___ Ausgangstext

Memes sollen bezahlt werden
So sollen Inhalteanbieter wie Youtube nicht mehr "alle", sondern nur noch "bestmögliche" Anstrengungen unternehmen, um Lizenzen für Inhalte zu erwerben. Außerdem müssen die Nutzungsrechte nicht mehr typische "Werkarten", sondern nur noch typische "Inhalte" umfassen.
Unverändert enthalten ist Paragraf 6, der das Hochladen folgender "maschinell überprüfbaren" Inhalte ohne Zustimmung der Rechteinhaber erlaubt: "bis zu 20 Sekunden je eines Films oder Laufbildes, bis zu 20 Sekunden je einer Tonspur, bis zu 1.000 Zeichen je eines Textes und je eines Lichtbildes oder einer Grafik mit einem Datenvolumen von bis zu 250 Kilobyte". Für solche Nutzungen habe "der Diensteanbieter dem Urheber eine angemessene Vergütung zu zahlen", heißt es in Paragraf 7.
Das gilt nun auch für sogenannte Pastiches, deren Hochladen ebenfalls erlaubt ist. Zur Begründung für diese Vergütungspflicht heißt es: "Im Lichte aktueller sozialer Praktiken der kreativen Auseinandersetzung mit vorbestehenden Inhalten (z.B. 'Memes') dürften diese Nutzungen künftig der gesetzlichen Erlaubnis des Pastiche unterfallen. Es erscheint vor diesem Hintergrund gerechtfertigt, den Rechtsinhabern für Pastiche-Nutzungen auf Plattformen eine angemessene Vergütung zu gewähren."
Kein echtes Pre-Flagging mehr
Eine gravierende Änderung gibt es beim sogenannten Pre-Flagging erlaubter Inhalte. Nutzer sollen künftig nicht mehr direkt beim Hochladen angeben können, ob die Nutzung vertraglich oder gesetzlich erlaubt ist. Das soll erst der Fall sein, wenn der Inhalt wegen der Ansprüche eines Rechteinhabers gesperrt werden soll. Dann muss Nutzern "sofort" ermöglicht werden, die Nutzung als erlaubt zu markieren. Laut Begründung sollen die Nutzer dadurch entlastet werden. Liege hingegen ein Sperrverlangen vor, so erhielten die Nutzer bereits während des Uploads eine sofortige Information.

______
___ Extrahierte Datensätze

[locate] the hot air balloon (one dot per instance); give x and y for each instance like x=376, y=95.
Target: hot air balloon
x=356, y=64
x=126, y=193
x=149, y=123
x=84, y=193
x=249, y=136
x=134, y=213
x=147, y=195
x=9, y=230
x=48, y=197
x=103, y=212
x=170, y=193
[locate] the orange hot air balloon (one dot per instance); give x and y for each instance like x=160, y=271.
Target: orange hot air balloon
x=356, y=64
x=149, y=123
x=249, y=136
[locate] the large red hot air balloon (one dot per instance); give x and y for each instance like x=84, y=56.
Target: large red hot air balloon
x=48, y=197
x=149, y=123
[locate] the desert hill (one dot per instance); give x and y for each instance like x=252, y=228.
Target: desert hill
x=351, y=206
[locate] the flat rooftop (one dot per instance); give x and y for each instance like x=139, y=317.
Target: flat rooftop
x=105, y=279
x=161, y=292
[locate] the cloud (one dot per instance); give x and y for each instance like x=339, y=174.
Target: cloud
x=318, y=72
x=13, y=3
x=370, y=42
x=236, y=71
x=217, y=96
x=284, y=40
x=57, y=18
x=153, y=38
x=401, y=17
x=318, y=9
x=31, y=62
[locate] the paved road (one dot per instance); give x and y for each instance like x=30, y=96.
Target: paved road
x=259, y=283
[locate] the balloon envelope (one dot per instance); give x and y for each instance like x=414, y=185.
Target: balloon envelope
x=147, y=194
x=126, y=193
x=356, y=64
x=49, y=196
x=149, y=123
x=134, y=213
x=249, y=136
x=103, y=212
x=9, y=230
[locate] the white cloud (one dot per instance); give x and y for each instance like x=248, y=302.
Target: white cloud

______

> Schriftliche Aufgabe A: Wie viele Zeichen eines Textes dürfen laut dem Text zu Memes und Pre-Flagging ohne Zustimmung der Rechteinhaber hochgeladen werden?
> Schriftliche Aufgabe B: Schreiben Sie aus dem Text zu Memes und Pre-Flagging die Stelle von „Memes sollen bezahlt“ bis „in Paragraf 7.“ wortgetreu ab.
> Schriftliche Aufgabe C: Führen Sie den Text zu Memes und Pre-Flagging im Anschluss an seinen letzten Satz weiter.

> Schriftliche Antwort A: Bis zu 1.000 Zeichen je Text.

> Schriftliche Antwort B:
Memes sollen bezahlt werden
So sollen Inhalteanbieter wie Youtube nicht mehr "alle", sondern nur noch "bestmögliche" Anstrengungen unternehmen, um Lizenzen für Inhalte zu erwerben. Außerdem müssen die Nutzungsrechte nicht mehr typische "Werkarten", sondern nur noch typische "Inhalte" umfassen.
Unverändert enthalten ist Paragraf 6, der das Hochladen folgender "maschinell überprüfbaren" Inhalte ohne Zustimmung der Rechteinhaber erlaubt: "bis zu 20 Sekunden je eines Films oder Laufbildes, bis zu 20 Sekunden je einer Tonspur, bis zu 1.000 Zeichen je eines Textes und je eines Lichtbildes oder einer Grafik mit einem Datenvolumen von bis zu 250 Kilobyte". Für solche Nutzungen habe "der Diensteanbieter dem Urheber eine angemessene Vergütung zu zahlen", heißt es in Paragraf 7.

> Schriftliche Antwort C:
Nach Ansicht des Urheberrechtsexperten Felix Reda von der Gesellschaft für Freiheitsrechte (GFF) macht das Justizministerium damit "den Einsatz von Uploadfiltern durch die Plattformen unumgänglich, denn anders ist die sofortige Erkennung nicht zu bewerkstelligen". Zwar solle laut Gesetzesbegründung auf Uploadfilter "nach Möglichkeit verzichtet" werden. "Diesen Widerspruch löst der Entwurf nicht auf", schreibt Reda und fügt hinzu: "Wenn der Inhalt erst einmal gesperrt wird, ist der Schaden für die Meinungsfreiheit aber bereits angerichtet." Um ein Overblocking zu vermeiden, müsse die ursprüngliche Option beibehalten werden.
Vorschlag von Google umgesetzt
Die Regierung geht damit jedoch auf die umfassende Kritik am Pre-Flagging ein. So lehnten die US-Konzerne Google und Facebook dieses Verfahren ab. Laut Facebook "könnte dies dazu führen, dass Nutzer abgeschreckt werden und weniger Inhalte einstellen". Viele Benutzer könnten sich dazu entscheiden, "ihren Beitrag nicht zu veröffentlichen - auch aus der vermutlich unbegründeten Angst heraus, an einer möglichen Urheberrechtsverletzung beteiligt zu sein".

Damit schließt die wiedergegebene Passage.